_Instructions for the task_: Reproduce, word for word, the lines from the one containing "In this exercise you will indicate the boy's smile" through the last line.

_Records for the task_:
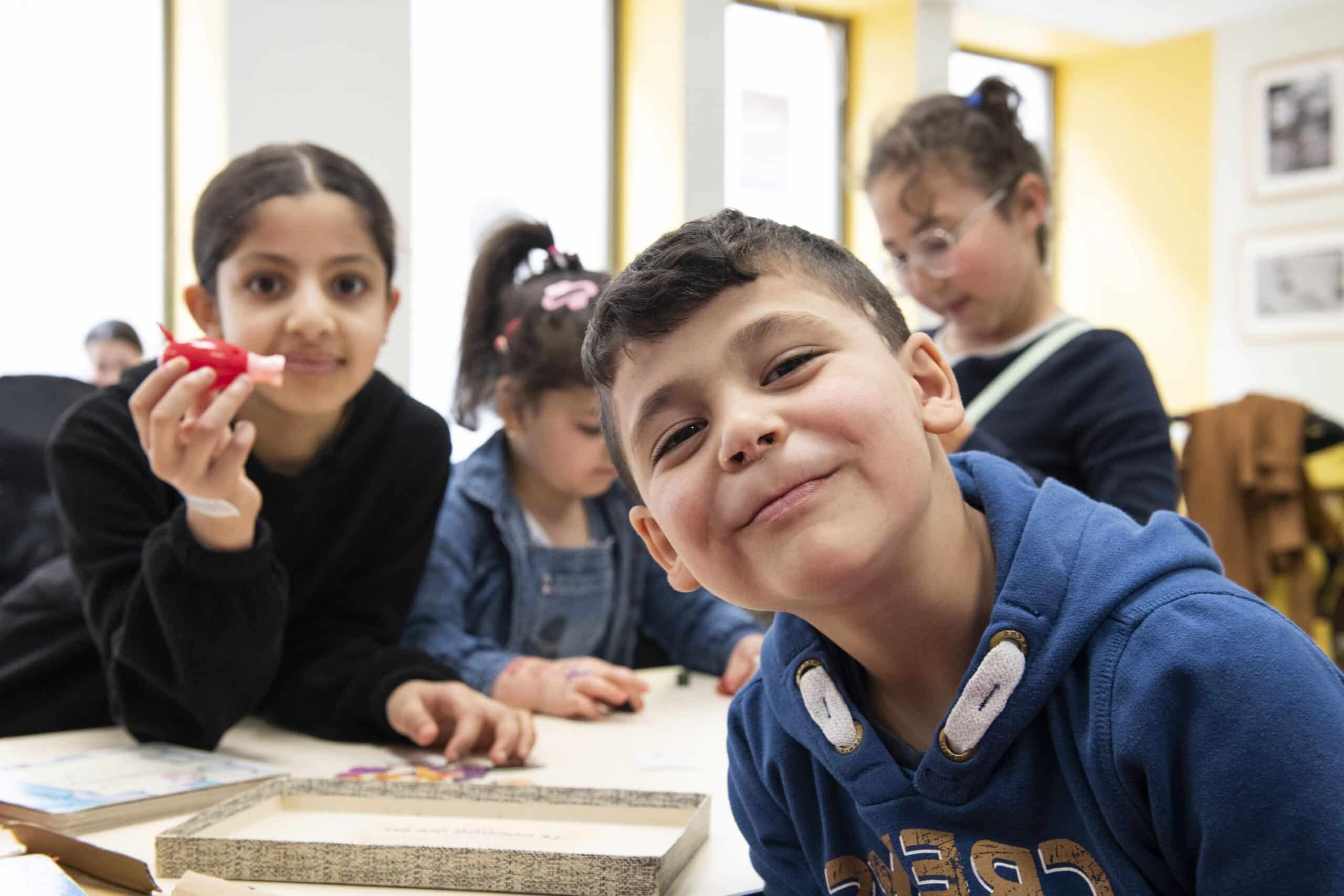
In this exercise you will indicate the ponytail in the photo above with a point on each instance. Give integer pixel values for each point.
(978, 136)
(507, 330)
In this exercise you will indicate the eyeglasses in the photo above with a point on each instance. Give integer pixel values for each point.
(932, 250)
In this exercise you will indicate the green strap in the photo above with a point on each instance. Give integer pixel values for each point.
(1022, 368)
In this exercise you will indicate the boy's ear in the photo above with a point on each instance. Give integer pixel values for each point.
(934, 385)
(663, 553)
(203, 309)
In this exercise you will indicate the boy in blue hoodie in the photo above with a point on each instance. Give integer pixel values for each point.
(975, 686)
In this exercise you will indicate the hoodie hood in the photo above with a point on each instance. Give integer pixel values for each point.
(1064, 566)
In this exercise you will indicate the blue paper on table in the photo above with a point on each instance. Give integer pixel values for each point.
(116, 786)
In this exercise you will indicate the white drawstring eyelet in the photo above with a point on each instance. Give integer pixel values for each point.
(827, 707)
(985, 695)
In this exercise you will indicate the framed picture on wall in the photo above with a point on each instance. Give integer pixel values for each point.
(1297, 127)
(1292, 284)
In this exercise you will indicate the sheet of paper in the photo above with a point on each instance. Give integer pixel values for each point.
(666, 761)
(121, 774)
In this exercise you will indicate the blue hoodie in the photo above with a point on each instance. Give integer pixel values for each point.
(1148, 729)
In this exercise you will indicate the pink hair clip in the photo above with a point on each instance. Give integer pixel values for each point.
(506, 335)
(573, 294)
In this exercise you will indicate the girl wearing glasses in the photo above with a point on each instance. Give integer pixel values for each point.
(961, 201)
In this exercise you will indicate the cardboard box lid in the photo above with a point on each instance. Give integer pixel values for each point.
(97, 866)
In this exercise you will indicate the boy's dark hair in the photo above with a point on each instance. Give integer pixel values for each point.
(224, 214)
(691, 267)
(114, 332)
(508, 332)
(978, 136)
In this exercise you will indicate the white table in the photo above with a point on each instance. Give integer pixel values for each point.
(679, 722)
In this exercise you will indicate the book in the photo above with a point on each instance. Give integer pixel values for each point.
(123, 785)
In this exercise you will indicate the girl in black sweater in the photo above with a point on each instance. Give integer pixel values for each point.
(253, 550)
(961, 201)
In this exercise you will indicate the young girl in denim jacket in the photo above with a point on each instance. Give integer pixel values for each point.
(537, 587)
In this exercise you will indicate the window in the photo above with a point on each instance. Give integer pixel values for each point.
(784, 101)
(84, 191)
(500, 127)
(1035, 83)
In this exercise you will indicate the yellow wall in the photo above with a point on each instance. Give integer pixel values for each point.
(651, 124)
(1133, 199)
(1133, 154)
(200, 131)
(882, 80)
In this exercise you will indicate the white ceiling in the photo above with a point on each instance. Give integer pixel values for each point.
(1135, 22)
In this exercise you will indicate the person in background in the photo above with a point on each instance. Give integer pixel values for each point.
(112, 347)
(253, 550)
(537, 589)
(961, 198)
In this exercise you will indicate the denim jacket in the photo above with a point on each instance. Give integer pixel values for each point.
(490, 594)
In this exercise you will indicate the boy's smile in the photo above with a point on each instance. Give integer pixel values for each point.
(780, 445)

_Response to this exercise_:
In this exercise you will indicate the boy's smile in the photo above with a point on each instance. Give integer pixel values for each point.
(780, 445)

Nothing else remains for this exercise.